*Task description:*
Lay out the lines of the listing below as a JSON list of strings, one string per line and blank lines omitted, covering only everything from the line containing "Locate the reflection" down to the end of the listing.

*Data excerpts:*
═══

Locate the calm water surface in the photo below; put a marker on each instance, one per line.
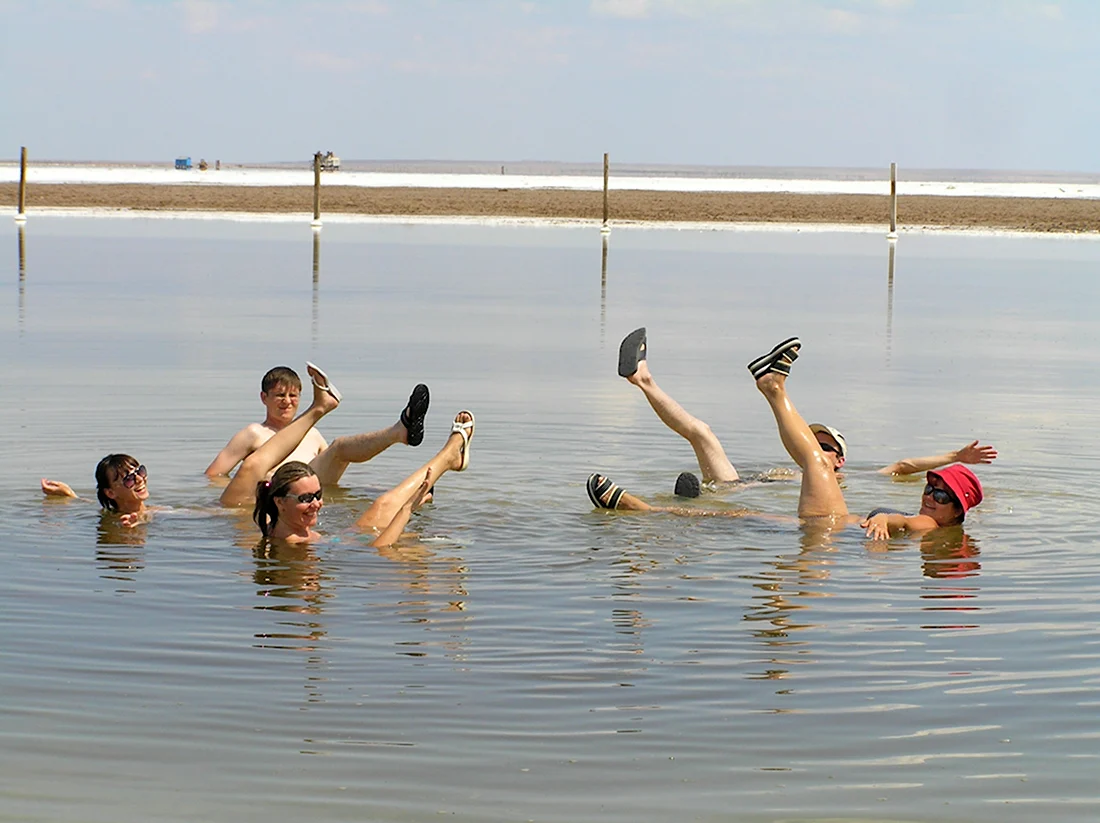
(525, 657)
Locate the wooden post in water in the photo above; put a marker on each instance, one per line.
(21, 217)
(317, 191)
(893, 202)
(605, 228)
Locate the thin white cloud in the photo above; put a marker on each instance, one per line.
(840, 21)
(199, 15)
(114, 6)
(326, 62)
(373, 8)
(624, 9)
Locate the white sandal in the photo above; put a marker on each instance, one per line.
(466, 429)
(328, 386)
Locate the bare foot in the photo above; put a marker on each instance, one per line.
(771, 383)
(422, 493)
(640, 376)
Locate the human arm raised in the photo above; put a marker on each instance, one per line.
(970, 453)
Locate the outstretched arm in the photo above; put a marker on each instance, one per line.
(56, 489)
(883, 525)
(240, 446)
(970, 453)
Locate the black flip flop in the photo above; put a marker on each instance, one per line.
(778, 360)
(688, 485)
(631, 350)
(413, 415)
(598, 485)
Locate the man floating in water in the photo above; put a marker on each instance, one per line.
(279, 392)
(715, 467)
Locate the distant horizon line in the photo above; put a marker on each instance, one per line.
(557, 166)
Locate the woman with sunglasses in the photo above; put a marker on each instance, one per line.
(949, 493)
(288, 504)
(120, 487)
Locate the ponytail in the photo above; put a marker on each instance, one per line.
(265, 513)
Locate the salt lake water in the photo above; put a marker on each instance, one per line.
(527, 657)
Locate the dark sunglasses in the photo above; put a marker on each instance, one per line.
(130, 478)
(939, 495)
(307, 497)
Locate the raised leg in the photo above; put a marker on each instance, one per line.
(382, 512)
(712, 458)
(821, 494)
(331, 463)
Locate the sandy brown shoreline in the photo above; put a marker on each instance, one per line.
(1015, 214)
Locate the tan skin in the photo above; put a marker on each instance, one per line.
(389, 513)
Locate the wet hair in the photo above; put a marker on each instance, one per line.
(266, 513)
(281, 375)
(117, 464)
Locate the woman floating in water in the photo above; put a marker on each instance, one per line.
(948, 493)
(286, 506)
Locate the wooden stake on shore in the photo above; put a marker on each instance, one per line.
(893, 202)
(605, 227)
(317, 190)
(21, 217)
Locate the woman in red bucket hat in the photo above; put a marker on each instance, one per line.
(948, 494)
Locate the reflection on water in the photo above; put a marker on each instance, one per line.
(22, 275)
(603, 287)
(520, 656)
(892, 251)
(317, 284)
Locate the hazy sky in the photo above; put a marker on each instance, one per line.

═══

*Complete response:*
[
  "Locate the reflection on water in the photo above; put a marker on each instance, one per line.",
  "(22, 275)",
  "(603, 287)",
  "(520, 656)",
  "(892, 251)",
  "(317, 284)",
  "Locate the hazy sky in the photo above; put a marker on each instance, one per line."
]